17 - Saliente-se, por oportuno, que a permanência não pressupõe a exposição contínua ao
agente nocivo durante toda a jornada de trabalho, guardando relação com a atividade
desempenhada pelo trabalhador. Pacífica a jurisprudência no sentido de ser dispensável a
comprovação dos requisitos de habitualidade e permanência à exposição ao agente nocivo para
atividades enquadradas como especiais até a edição da Lei nº 9.032/95, visto que não havia tal
exigência na legislação anterior.
18 - Especificamente quanto ao reconhecimento da exposição ao agente nocivo ruído, por
demandar avaliação técnica, nunca prescindiu do laudo de condições ambientais.
19 - Considera-se insalubre a exposição ao agente ruído acima de 80dB, até 05/03/1997; acima
de 90dB, no período de 06/03/1997 a 18/11/2003; e superior a 85 dB, a partir de 19/11/2003.
20 - O Perfil Profissiográfico Previdenciário (PPP), instituído pela Lei nº 9.528/97, emitido com
base nos registros ambientais e com referência ao responsável técnico por sua aferição,
substitui, para todos os efeitos, o laudo pericial técnico, quanto à comprovação de tempo
laborado em condições especiais.
21 - Saliente-se ser desnecessário que o laudo técnico seja contemporâneo ao período em que
exercida a atividade insalubre. Precedentes deste E. TRF 3º Região.
22 - A desqualificação em decorrência do uso de EPI vincula-se à prova da efetiva
neutralização do agente, sendo que a mera redução de riscos e a dúvida sobre a eficácia do
equipamento não infirmam o cômputo diferenciado. Cabe ressaltar, também, que a tese
consagrada pelo C. STF excepcionou o tratamento conferido ao agente agressivo ruído, que,
ainda que integralmente neutralizado, evidencia o trabalho em condições especiais.
23 - Vale frisar que a apresentação de laudos técnicos de forma extemporânea não impede o
reconhecimento da especialidade, eis que de se supor que, com o passar do tempo, a evolução
da tecnologia tem aptidão de redução das condições agressivas. Portanto, se constatado nível
de ruído acima do permitido, em períodos posteriores ao laborado pela parte autora, forçoso
concluir que, nos anos anteriores, referido nível era superior.
24 - É possível a conversão do tempo especial em comum, independentemente da data do
exercício da atividade especial, consoante o disposto nos arts. 28 da Lei nº 9.711/98 e 57, § 5º,
da Lei nº 8.213/91.

▶ **Enunciado 1**
Devolva, sem nenhuma alteração, a parte do trecho para leitura que vai de "20 - O Perfil" até "TRF 3º Região.", incluindo esse final.
▶ **Enunciado 2**
Responda às perguntas abaixo com base no trecho para leitura, uma resposta por linha:
(a) A partir de 19/11/2003, acima de que nível de ruído a exposição é considerada insalubre?
(b) Qual lei instituiu o Perfil Profissiográfico Previdenciário (PPP)?
(c) Até a edição de qual lei é dispensável comprovar a habitualidade e a permanência da exposição ao agente nocivo?

▶ **Material coletado**
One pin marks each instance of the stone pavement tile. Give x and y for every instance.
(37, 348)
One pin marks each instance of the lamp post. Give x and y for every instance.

▶ **Resposta completa 1**
20 - O Perfil Profissiográfico Previdenciário (PPP), instituído pela Lei nº 9.528/97, emitido com
base nos registros ambientais e com referência ao responsável técnico por sua aferição,
substitui, para todos os efeitos, o laudo pericial técnico, quanto à comprovação de tempo
laborado em condições especiais.
21 - Saliente-se ser desnecessário que o laudo técnico seja contemporâneo ao período em que
exercida a atividade insalubre. Precedentes deste E. TRF 3º Região.

▶ **Resposta completa 2**
(a) Acima de 85 dB.
(b) A Lei nº 9.528/97.
(c) A Lei nº 9.032/95.